* BEGIN DATA EXCERPTS *
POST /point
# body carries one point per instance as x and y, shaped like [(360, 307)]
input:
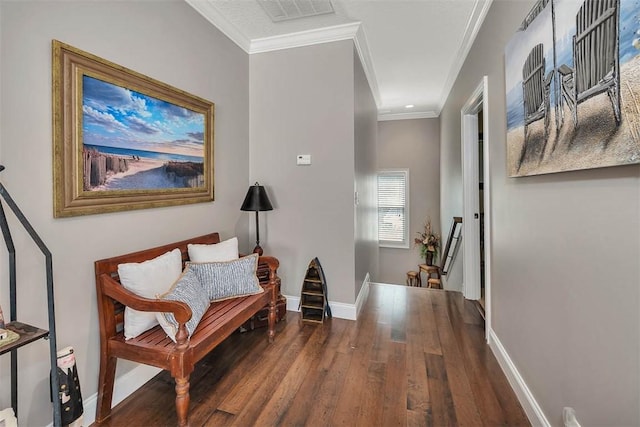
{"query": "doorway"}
[(476, 221)]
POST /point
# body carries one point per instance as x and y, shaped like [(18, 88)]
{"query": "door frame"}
[(479, 100)]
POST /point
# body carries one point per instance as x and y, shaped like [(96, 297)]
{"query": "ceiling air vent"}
[(285, 10)]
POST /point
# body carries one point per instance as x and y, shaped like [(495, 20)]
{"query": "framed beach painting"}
[(125, 141), (572, 75)]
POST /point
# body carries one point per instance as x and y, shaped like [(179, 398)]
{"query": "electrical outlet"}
[(569, 417)]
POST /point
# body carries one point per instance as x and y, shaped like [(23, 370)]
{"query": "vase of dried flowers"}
[(429, 242)]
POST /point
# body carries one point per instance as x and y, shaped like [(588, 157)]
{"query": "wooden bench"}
[(153, 347)]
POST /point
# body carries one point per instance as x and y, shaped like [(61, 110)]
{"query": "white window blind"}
[(393, 208)]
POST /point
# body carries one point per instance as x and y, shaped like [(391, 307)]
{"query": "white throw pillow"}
[(148, 279), (218, 252)]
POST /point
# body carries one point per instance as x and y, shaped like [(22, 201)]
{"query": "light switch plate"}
[(303, 159)]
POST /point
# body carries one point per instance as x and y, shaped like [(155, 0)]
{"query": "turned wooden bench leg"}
[(106, 379), (182, 400), (272, 319)]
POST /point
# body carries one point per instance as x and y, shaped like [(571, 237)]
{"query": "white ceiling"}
[(411, 50)]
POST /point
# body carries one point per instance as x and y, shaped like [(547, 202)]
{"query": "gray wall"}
[(566, 246), (302, 102), (414, 145), (366, 163), (148, 37)]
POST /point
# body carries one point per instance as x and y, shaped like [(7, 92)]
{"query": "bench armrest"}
[(114, 290)]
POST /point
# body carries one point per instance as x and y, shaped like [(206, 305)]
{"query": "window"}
[(393, 208)]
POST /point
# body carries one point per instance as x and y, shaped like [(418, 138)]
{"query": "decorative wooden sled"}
[(314, 305)]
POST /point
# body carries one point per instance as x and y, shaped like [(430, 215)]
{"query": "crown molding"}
[(480, 10), (360, 41), (349, 31), (407, 116), (211, 14), (305, 38)]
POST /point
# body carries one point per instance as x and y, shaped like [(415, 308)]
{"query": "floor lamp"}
[(256, 200)]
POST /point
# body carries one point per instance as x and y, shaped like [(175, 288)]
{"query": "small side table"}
[(429, 270)]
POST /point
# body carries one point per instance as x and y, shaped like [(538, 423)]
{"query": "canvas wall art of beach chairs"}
[(572, 78)]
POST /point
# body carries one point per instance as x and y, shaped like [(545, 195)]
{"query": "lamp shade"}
[(256, 199)]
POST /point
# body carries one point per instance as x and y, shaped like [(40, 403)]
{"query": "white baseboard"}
[(526, 398), (124, 386), (363, 294), (338, 309)]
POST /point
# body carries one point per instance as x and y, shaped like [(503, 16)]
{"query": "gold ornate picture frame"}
[(122, 140)]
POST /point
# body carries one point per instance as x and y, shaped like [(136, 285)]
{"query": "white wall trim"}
[(362, 47), (363, 294), (338, 309), (526, 398), (480, 10), (305, 38), (470, 205), (406, 116), (124, 386), (211, 14)]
* END DATA EXCERPTS *
• TASK STATEMENT:
Copy every line from the start of the items through the line containing "[(125, 141), (572, 75)]", inclusive, requests included, and increase each coordinate in the answers by 17 while leaving the requests and their format samples unchanged. Omit the pictures.

• RESULT BELOW:
POST /point
# body carries one point per instance as x and y, shaped like [(360, 307)]
input:
{"query": "doorway"}
[(493, 238)]
POST /point
# body carries one point per instance as x and y, shaped like [(18, 88)]
{"query": "door frame"}
[(496, 117)]
POST /point
# body carries one point per instance as x and y, shaped like [(96, 297)]
{"query": "ceiling air vent"}
[(302, 27)]
POST /point
# body carries one point per instance as x and y, shaped like [(495, 20)]
{"query": "framed beach painting"}
[(142, 158), (589, 92)]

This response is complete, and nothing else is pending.